» Textauszug:
·····

Partizipation – ein Begriff, mit dem Eltern meist in Berührung kommen, sobald das eigene Kind die Kita besucht. Deutsche Kitas sind schon lange verpflichtet Partizipation im Pädagogischen Konzept zu verankern und im Kita-Alltag zu leben. Aber auch im Familienalltag sollte Partizipation einen großen Stellenwert erhalten, haben Kinder hierzulande schließlich das Recht auf freie Meinungsäußerung und Mitbestimmung.
Der Begriff Partizipation (lateinisch participatio) wird u.a. übersetzt mit Beteiligung, Teilhabe, Mitwirkung, Mitbestimmung, Mitsprache und Einbeziehung. Bedeutet also, dass Kindern die Möglichkeit gegeben werden soll, ihre Meinung zu äußern und altersentsprechend mitzuentscheiden. Man könnte annehmen, dass Kinder nicht in der Lage sind, Entscheidungen perspektivisch abzuwägen und sich für den bestmöglichen Weg festzulegen. Die Wahrheit ist: Das können sie, je nach Alter und Entwicklungsstand, in vielen Fällen tatsächlich noch nicht. Wahr ist aber auch, dass Kinder bestimmte Fähigkeiten nur dann erlernen können, wenn wir ihnen die Möglichkeit geben zu üben. Zum Üben gehört es eben auch, manchmal Fehler zu machen. Und sind wir doch mal ehrlich: Fehlentscheidungen treffen nicht nur Kinder, sondern auch wir Erwachsenen. Viel wichtiger als fehlerfrei durchs Leben zu gehen ist es doch, bei Fehlentscheidungen zu schauen, wie wir damit umgehen können. Resilienz ist das Wort dafür, in Krisensituationen die Gewissheit und Zuversicht zu haben, dass ich in der Lage bin diese Krise überwinden und meistern zu können.

·····

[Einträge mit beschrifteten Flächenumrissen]
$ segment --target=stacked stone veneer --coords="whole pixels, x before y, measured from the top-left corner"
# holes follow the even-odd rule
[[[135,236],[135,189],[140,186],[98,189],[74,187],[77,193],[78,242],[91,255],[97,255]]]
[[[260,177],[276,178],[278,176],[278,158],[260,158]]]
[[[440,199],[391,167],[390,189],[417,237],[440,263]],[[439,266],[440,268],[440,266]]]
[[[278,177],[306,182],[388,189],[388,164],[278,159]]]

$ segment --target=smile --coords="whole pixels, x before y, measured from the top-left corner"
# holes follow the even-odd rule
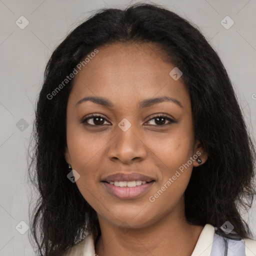
[[[110,194],[122,200],[134,199],[142,196],[149,190],[155,182],[154,180],[102,182]]]

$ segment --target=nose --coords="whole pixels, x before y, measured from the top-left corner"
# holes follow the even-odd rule
[[[116,128],[116,134],[110,140],[108,154],[110,160],[126,164],[140,162],[146,157],[146,146],[133,125],[126,132]]]

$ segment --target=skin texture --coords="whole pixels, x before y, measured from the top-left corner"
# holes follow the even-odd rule
[[[115,43],[98,50],[74,78],[68,104],[65,152],[67,162],[80,176],[78,189],[98,214],[102,236],[96,252],[100,256],[119,256],[120,252],[126,256],[190,255],[203,227],[186,222],[184,192],[197,162],[154,202],[148,199],[196,152],[200,152],[202,163],[207,158],[200,142],[194,140],[191,102],[182,76],[175,80],[169,75],[175,66],[164,62],[163,53],[152,44]],[[76,106],[88,96],[108,98],[114,106],[90,101]],[[174,98],[182,106],[165,102],[140,108],[140,102],[159,96]],[[92,118],[87,121],[91,126],[86,126],[82,121],[91,114],[105,119],[100,122]],[[164,119],[161,126],[152,119],[156,114],[175,122]],[[124,118],[132,124],[126,132],[118,126]],[[156,182],[141,196],[122,200],[109,194],[100,182],[120,172],[139,172]]]

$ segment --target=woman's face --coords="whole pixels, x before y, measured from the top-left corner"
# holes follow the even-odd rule
[[[196,160],[206,156],[194,140],[182,76],[169,74],[175,66],[153,44],[98,50],[76,75],[68,104],[65,157],[79,190],[99,218],[118,226],[182,218]]]

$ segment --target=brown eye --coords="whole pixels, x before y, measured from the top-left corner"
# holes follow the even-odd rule
[[[174,121],[170,118],[164,115],[156,116],[153,118],[152,118],[148,120],[147,122],[148,122],[154,120],[155,120],[154,123],[156,124],[156,126],[164,126],[164,125],[166,124],[166,120],[170,122],[170,123],[168,124],[167,125],[170,124],[172,122],[174,122]],[[153,124],[153,125],[155,124]]]
[[[106,120],[102,116],[92,114],[84,119],[82,122],[92,126],[100,126],[104,124],[105,121]]]

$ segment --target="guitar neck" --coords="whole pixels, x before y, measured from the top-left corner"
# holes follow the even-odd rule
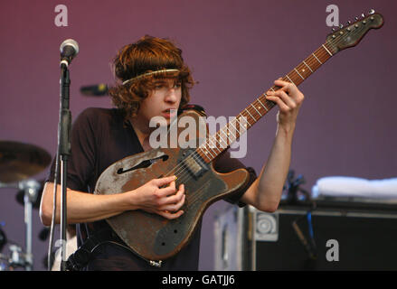
[[[327,43],[324,43],[282,79],[296,86],[300,85],[333,56],[333,51]],[[279,89],[279,87],[273,86],[267,91],[276,91]],[[196,154],[206,163],[211,163],[275,106],[276,103],[266,99],[266,92],[262,93],[235,118],[200,145],[196,149]]]

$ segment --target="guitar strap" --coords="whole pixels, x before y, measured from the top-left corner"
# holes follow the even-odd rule
[[[104,228],[90,236],[66,261],[66,270],[81,271],[91,259],[95,248],[105,242],[115,242],[110,228]]]

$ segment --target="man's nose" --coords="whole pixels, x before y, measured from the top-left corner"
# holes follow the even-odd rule
[[[165,94],[165,101],[176,102],[178,100],[177,90],[178,89],[175,87],[168,89]]]

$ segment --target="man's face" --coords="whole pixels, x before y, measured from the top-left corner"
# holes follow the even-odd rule
[[[138,116],[150,122],[154,117],[163,117],[167,124],[175,117],[170,109],[176,111],[181,103],[181,84],[174,79],[157,79],[155,89],[143,100],[138,110]]]

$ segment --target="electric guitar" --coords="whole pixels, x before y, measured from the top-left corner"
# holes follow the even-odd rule
[[[354,47],[371,29],[383,24],[381,14],[373,10],[346,27],[330,33],[326,41],[289,73],[283,80],[298,86],[338,51]],[[279,89],[273,86],[269,90]],[[269,90],[267,90],[269,91]],[[158,148],[124,158],[99,176],[95,194],[114,194],[135,190],[152,179],[175,175],[176,187],[184,184],[184,213],[176,219],[166,219],[143,210],[126,211],[107,219],[118,236],[140,257],[147,261],[164,260],[177,254],[191,239],[205,210],[241,188],[249,181],[246,170],[220,173],[213,161],[240,135],[264,117],[275,103],[266,93],[243,109],[215,135],[207,137],[196,148]],[[200,122],[194,110],[183,114]],[[179,117],[180,119],[181,117]],[[245,123],[241,124],[241,118]],[[178,130],[178,134],[181,134]],[[198,143],[198,142],[197,142]]]

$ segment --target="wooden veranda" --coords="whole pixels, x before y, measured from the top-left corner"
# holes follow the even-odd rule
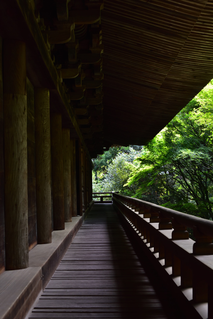
[[[184,319],[139,256],[112,204],[94,205],[29,318]]]

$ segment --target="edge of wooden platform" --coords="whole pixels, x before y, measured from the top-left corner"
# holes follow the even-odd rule
[[[83,216],[65,223],[64,230],[53,232],[51,244],[38,245],[31,250],[28,268],[0,275],[0,319],[28,318],[93,204]]]

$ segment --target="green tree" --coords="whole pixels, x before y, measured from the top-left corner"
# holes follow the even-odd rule
[[[145,148],[136,197],[212,219],[213,101],[210,83]]]

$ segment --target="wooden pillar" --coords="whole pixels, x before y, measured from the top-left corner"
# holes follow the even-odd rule
[[[70,130],[62,129],[63,171],[64,202],[64,220],[72,221],[71,175]]]
[[[28,266],[25,44],[3,42],[5,264]]]
[[[82,187],[82,211],[84,212],[86,210],[85,185],[85,163],[84,162],[84,149],[82,146],[81,146],[81,186]]]
[[[49,93],[34,90],[35,138],[38,244],[52,242]]]
[[[50,113],[52,180],[53,188],[53,229],[64,229],[62,117]]]
[[[89,183],[89,201],[90,203],[92,200],[92,169],[91,165],[89,164],[88,168]]]
[[[77,190],[76,188],[76,140],[74,139],[70,138],[70,142],[72,216],[77,216]]]
[[[76,141],[76,187],[77,189],[77,215],[82,216],[83,214],[82,180],[81,176],[81,143],[79,139]]]
[[[89,199],[88,196],[88,160],[86,152],[84,152],[84,179],[85,183],[85,207],[87,209],[89,207]]]

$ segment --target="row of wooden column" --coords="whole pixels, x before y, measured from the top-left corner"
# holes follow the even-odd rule
[[[25,43],[4,40],[3,61],[5,268],[12,270],[28,266]],[[35,88],[34,96],[37,243],[47,244],[52,200],[54,230],[64,229],[72,215],[82,215],[88,164],[80,140],[62,128],[61,114],[50,113],[49,90]]]

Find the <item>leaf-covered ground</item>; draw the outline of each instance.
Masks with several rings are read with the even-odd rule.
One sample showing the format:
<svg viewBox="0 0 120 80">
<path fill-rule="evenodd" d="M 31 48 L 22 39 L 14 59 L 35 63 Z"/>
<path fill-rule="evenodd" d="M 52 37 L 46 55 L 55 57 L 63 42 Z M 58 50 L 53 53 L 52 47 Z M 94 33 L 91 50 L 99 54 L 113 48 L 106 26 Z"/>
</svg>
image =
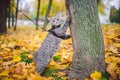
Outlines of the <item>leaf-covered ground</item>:
<svg viewBox="0 0 120 80">
<path fill-rule="evenodd" d="M 113 80 L 120 77 L 120 25 L 103 25 L 107 71 Z M 72 41 L 62 41 L 58 52 L 42 74 L 35 71 L 34 52 L 44 41 L 47 32 L 32 27 L 18 27 L 0 36 L 0 80 L 66 80 L 66 72 L 72 62 Z M 101 73 L 95 71 L 90 80 L 99 80 Z M 89 79 L 86 79 L 89 80 Z M 103 79 L 101 79 L 103 80 Z M 105 80 L 105 79 L 104 79 Z"/>
</svg>

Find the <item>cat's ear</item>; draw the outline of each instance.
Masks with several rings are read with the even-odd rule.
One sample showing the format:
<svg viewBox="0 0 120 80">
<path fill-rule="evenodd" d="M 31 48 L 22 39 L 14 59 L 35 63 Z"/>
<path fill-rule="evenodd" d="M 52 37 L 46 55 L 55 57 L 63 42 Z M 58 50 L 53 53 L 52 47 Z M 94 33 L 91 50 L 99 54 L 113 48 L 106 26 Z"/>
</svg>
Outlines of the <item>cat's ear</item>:
<svg viewBox="0 0 120 80">
<path fill-rule="evenodd" d="M 61 14 L 61 13 L 58 13 L 56 17 L 61 18 L 61 17 L 62 17 L 62 14 Z"/>
<path fill-rule="evenodd" d="M 48 19 L 48 21 L 50 21 L 50 18 L 49 18 L 49 17 L 47 17 L 47 19 Z"/>
</svg>

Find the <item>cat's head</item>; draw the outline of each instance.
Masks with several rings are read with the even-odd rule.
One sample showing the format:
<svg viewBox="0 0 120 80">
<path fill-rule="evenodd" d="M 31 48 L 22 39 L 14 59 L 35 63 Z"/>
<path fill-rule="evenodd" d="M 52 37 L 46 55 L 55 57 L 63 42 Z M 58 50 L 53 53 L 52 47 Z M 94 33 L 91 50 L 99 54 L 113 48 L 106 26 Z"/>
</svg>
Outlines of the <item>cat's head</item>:
<svg viewBox="0 0 120 80">
<path fill-rule="evenodd" d="M 49 23 L 52 25 L 52 26 L 60 26 L 61 24 L 63 24 L 64 20 L 62 19 L 62 14 L 57 14 L 55 17 L 52 17 L 52 18 L 48 18 L 49 20 Z"/>
</svg>

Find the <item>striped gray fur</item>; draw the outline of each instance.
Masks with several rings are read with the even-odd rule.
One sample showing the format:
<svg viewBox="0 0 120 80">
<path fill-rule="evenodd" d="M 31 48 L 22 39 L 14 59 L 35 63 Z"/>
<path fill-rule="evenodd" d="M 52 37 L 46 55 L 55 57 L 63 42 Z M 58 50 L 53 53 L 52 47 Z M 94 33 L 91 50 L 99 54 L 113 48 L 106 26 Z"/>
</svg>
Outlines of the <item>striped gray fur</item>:
<svg viewBox="0 0 120 80">
<path fill-rule="evenodd" d="M 66 31 L 69 22 L 70 18 L 67 17 L 65 23 L 62 26 L 57 27 L 52 31 L 55 32 L 58 36 L 67 36 Z M 49 32 L 44 42 L 42 43 L 41 47 L 38 49 L 38 51 L 35 52 L 34 61 L 36 64 L 36 70 L 39 74 L 41 74 L 46 68 L 46 66 L 49 64 L 52 56 L 58 50 L 61 40 L 62 40 L 61 38 Z"/>
</svg>

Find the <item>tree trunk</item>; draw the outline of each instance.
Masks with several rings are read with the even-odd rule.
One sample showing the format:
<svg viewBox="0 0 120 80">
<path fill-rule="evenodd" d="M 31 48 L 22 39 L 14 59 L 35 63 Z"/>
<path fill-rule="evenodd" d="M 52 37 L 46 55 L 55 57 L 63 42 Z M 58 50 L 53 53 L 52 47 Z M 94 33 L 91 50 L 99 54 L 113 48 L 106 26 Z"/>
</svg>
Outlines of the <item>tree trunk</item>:
<svg viewBox="0 0 120 80">
<path fill-rule="evenodd" d="M 11 11 L 11 16 L 12 16 L 12 27 L 15 27 L 15 25 L 14 25 L 14 10 L 12 9 L 12 11 Z"/>
<path fill-rule="evenodd" d="M 97 0 L 66 0 L 66 8 L 71 16 L 74 49 L 68 78 L 84 80 L 95 70 L 104 72 L 104 45 Z"/>
<path fill-rule="evenodd" d="M 7 33 L 7 8 L 9 7 L 9 0 L 0 0 L 0 34 Z"/>
<path fill-rule="evenodd" d="M 9 4 L 9 9 L 8 9 L 8 28 L 10 28 L 10 22 L 11 22 L 11 7 L 10 7 L 10 4 Z"/>
<path fill-rule="evenodd" d="M 38 30 L 39 10 L 40 10 L 40 0 L 38 0 L 38 9 L 37 9 L 37 16 L 36 16 L 36 30 Z"/>
<path fill-rule="evenodd" d="M 17 0 L 17 7 L 16 7 L 16 20 L 15 20 L 15 27 L 14 27 L 14 30 L 16 30 L 16 27 L 17 27 L 17 17 L 18 17 L 18 6 L 19 6 L 19 0 Z"/>
<path fill-rule="evenodd" d="M 49 13 L 50 13 L 51 6 L 52 6 L 52 0 L 49 0 L 49 5 L 48 5 L 48 9 L 47 9 L 47 12 L 46 12 L 46 15 L 45 15 L 44 25 L 43 25 L 43 31 L 46 30 L 46 25 L 47 25 L 47 23 L 48 23 L 47 17 L 48 17 L 48 15 L 49 15 Z"/>
</svg>

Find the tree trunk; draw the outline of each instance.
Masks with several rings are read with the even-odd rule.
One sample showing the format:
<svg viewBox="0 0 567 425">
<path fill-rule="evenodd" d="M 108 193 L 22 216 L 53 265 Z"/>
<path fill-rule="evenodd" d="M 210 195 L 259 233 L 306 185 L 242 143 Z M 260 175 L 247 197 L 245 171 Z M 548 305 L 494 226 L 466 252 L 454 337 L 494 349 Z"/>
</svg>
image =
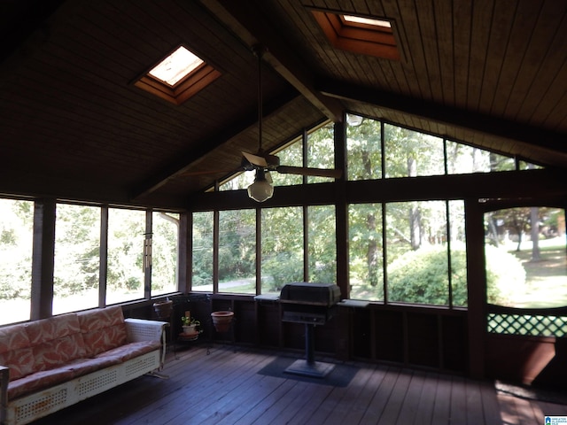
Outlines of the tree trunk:
<svg viewBox="0 0 567 425">
<path fill-rule="evenodd" d="M 532 260 L 541 259 L 540 252 L 540 213 L 537 206 L 530 208 L 530 220 L 532 221 Z"/>
</svg>

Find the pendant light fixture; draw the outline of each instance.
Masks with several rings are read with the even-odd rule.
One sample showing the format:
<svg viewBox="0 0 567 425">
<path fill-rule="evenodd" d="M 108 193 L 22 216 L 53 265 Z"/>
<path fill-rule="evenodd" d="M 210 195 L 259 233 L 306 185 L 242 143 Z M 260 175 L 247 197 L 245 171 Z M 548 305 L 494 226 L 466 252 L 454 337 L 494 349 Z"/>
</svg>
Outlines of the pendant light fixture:
<svg viewBox="0 0 567 425">
<path fill-rule="evenodd" d="M 262 151 L 262 54 L 261 46 L 254 48 L 254 53 L 258 57 L 258 144 L 259 152 Z M 274 186 L 269 172 L 263 167 L 256 168 L 254 182 L 248 186 L 248 196 L 256 202 L 264 202 L 274 195 Z"/>
</svg>

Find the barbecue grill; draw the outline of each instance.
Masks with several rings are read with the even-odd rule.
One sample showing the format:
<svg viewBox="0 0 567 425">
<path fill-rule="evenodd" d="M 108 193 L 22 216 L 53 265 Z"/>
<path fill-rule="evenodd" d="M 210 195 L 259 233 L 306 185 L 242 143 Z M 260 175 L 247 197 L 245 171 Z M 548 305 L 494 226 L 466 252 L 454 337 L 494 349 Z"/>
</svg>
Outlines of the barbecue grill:
<svg viewBox="0 0 567 425">
<path fill-rule="evenodd" d="M 299 359 L 284 372 L 303 376 L 322 378 L 335 367 L 315 361 L 314 331 L 324 325 L 335 313 L 340 301 L 340 288 L 332 283 L 288 283 L 282 288 L 280 303 L 282 321 L 305 325 L 305 359 Z"/>
</svg>

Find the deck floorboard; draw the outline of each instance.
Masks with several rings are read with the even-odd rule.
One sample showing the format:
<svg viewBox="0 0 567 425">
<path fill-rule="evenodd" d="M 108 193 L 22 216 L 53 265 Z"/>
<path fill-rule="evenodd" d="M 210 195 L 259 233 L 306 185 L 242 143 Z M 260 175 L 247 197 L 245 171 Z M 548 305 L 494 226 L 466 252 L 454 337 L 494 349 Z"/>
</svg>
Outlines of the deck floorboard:
<svg viewBox="0 0 567 425">
<path fill-rule="evenodd" d="M 278 356 L 291 355 L 195 345 L 169 353 L 168 379 L 142 376 L 35 424 L 531 425 L 567 416 L 567 404 L 516 397 L 489 381 L 396 366 L 348 362 L 356 373 L 346 386 L 260 373 Z"/>
</svg>

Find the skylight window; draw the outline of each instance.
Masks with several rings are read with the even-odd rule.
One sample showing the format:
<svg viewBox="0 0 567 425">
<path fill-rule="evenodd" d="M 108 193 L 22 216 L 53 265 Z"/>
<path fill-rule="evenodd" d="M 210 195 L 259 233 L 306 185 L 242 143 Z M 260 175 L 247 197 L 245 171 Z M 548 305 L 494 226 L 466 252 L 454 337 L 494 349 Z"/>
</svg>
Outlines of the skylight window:
<svg viewBox="0 0 567 425">
<path fill-rule="evenodd" d="M 389 20 L 370 19 L 369 18 L 362 18 L 361 16 L 343 15 L 343 19 L 346 22 L 354 22 L 356 24 L 373 25 L 375 27 L 384 27 L 391 28 L 392 24 Z"/>
<path fill-rule="evenodd" d="M 173 87 L 201 64 L 197 55 L 180 46 L 148 73 Z"/>
<path fill-rule="evenodd" d="M 195 96 L 221 73 L 206 64 L 185 46 L 177 47 L 134 85 L 175 104 Z"/>
<path fill-rule="evenodd" d="M 400 60 L 390 20 L 330 12 L 311 12 L 336 49 Z"/>
</svg>

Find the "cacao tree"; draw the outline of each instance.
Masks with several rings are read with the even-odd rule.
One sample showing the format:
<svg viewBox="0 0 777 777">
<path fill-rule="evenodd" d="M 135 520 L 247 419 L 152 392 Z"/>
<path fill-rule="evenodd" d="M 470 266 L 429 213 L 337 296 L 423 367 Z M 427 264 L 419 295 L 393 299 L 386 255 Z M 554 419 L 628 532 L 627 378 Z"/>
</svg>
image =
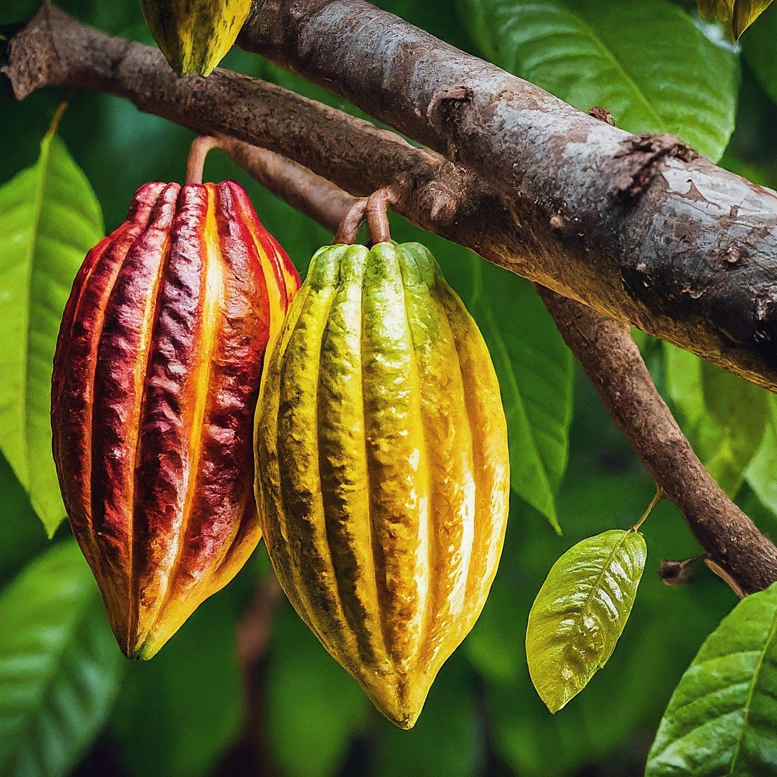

·····

» Aufgaben zum Bearbeiten:
A. Gib aus dem Textauszug über Partizipation den Abschnitt von "Partizipation – ein" bis "Meinungsäußerung und Mitbestimmung." wortgetreu wieder.
B. Schreib den Text über die Partizipation von Kindern dort weiter, wo er endet.

» Antworten der Reihe:
A.
Partizipation – ein Begriff, mit dem Eltern meist in Berührung kommen, sobald das eigene Kind die Kita besucht. Deutsche Kitas sind schon lange verpflichtet Partizipation im Pädagogischen Konzept zu verankern und im Kita-Alltag zu leben. Aber auch im Familienalltag sollte Partizipation einen großen Stellenwert erhalten, haben Kinder hierzulande schließlich das Recht auf freie Meinungsäußerung und Mitbestimmung.

B.
Durch Mitsprache lernen Kinder also wichtige Grundfähigkeiten, die ihnen im Jugend- und Erwachsenenalter zugutekommen. Das sind einerseits sprachliche Kompetenzen, die durch Abschauen bzw. Abhören bei älteren Kindern oder Erwachsenen erlernt werden. So z.B. die Ausbildung eines großen Wortschatzes, Grammatikregeln verstehen und anwenden, aber auch Regeln, die die Gesprächsführung betreffen (wenn ein anderer redet bin ich still und warte, bis ich an der Reihe bin). Genauso sind es aber auch soziale Kompetenzen, wie z.B. die Fähigkeit für sich und seine Belange einzustehen, wie aber auch sich selbst zurück nehmen zu können und den Bedürfnissen anderer Familienmitgliedern oder dem Wohl der Gemeinschaft den Vortritt zu lassen. Ebenso die schon oben bereits erwähnte Resilienzfähigkeit. Ein Kind, welches Zuhause seine Meinung frei äußern darf und in Entscheidungsprozesse einbezogen wird, lernt außerdem eine sehr wichtige Botschaft: „Du bist wichtig und richtig!“ Wenn diese Botschaft unser Kind durch seine Kindheit begleitet, dann wird es diese Botschaft verinnerlichen, und sehr wahrscheinlich einen gesunden Selbstwert entwickeln. Hingegen Kinder, denen autoritär begegnet wird, nach dem Motto „wenn der Kuchen redet, haben die Krümel still zu sein!“ eher ein mangelndes Selbstbewusstsein entwickeln. Dies belegen inzwischen zahlreiche Studien.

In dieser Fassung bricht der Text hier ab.